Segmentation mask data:
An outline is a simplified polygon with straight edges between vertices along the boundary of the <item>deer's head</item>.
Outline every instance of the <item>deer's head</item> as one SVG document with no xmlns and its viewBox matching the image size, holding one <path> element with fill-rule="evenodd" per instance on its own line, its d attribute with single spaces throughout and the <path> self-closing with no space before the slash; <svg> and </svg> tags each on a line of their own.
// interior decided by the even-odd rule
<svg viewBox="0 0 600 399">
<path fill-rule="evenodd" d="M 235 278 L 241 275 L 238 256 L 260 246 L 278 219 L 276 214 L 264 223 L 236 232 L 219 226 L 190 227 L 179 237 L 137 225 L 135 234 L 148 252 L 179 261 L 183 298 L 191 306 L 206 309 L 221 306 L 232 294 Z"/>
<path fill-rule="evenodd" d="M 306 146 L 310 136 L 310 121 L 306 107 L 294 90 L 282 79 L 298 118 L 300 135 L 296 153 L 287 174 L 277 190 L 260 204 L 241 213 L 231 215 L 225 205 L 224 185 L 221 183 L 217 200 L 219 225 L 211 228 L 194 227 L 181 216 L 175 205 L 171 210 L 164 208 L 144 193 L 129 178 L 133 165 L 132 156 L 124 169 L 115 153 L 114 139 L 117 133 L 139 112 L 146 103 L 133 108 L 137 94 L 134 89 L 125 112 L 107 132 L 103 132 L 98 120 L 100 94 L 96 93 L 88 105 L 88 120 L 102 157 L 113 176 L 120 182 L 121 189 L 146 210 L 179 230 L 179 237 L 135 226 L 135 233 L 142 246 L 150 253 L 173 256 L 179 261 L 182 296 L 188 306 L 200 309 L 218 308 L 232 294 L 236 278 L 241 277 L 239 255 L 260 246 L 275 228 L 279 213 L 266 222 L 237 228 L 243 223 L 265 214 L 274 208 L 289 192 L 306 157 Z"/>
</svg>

[Task brief]:
Reproduce the lines of the records exactly, from the first one through the line that contains "Outline every instance".

[Solved exercise]:
An outline is a simplified polygon with straight edges between vertices along the boundary of the <item>deer's head</item>.
Outline every instance of the <item>deer's head</item> as one SVG document with no xmlns and its viewBox matching the image size, holding one <path> element with fill-rule="evenodd" per instance on its own line, its d attribute with single spaces throughout and the <path> self-closing with no space before the slash; <svg> and </svg> tags each on a line of their own.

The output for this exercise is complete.